[Passage for review Boundary: Start]

Life is driven by proteins as molecular machines. To properly understand these, detailed 3D protein structure models are needed, giving unique insight into biology and helping the development of drugs. However, obtaining reliable protein structure models is challenging and labour-intensive. We have developed automated computational methods, collectively named PDB-REDO, to optimize thousands of protein structure models such that they are more complete and have fewer errors, thereby allowing a better understanding of biology. The automation also saves valuable time for scientists. Our website and services are used by over 10,000 people every month.
The methods that we created heavily use the concept of homology. Homologous protein structures remain similar during evolution. For instance, the proteins that copy DNA are almost identical in humans and chimpanzees, but even those from tomatoes have similar 3D structures. Often, if multiple homologous structures have been solved and one more is solved, the existing data are not used to their full potential. Our methods are the first to systematically use all available homologous structure models to extract structural knowledge and were applied to improve protein structure models in several ways. The collected data is also visualized in a website (lahma.rhpc.nki.nl) that shows scientists where and how a structure model is different from its homologs. We also extended the work from proteins to carbohydrates and metal ions in protein structures, providing algorithms to correct and avoid mistakes in these complexes.
This work helps many researchers to easily obtain better protein structure models.

[Passage for review Boundary: End]
[Given data Boundary: Start]

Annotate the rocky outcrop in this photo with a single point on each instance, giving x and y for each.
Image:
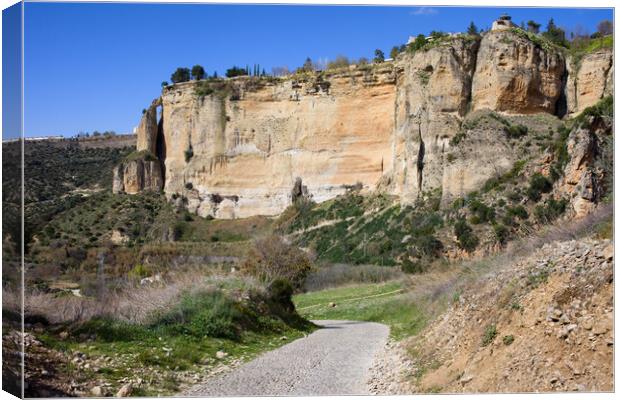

[Given data Boundary: End]

Write out the passage on protein structure models word for word, from "Life is driven" up to and including "people every month.". The data above were taken from a different source than the text.

Life is driven by proteins as molecular machines. To properly understand these, detailed 3D protein structure models are needed, giving unique insight into biology and helping the development of drugs. However, obtaining reliable protein structure models is challenging and labour-intensive. We have developed automated computational methods, collectively named PDB-REDO, to optimize thousands of protein structure models such that they are more complete and have fewer errors, thereby allowing a better understanding of biology. The automation also saves valuable time for scientists. Our website and services are used by over 10,000 people every month.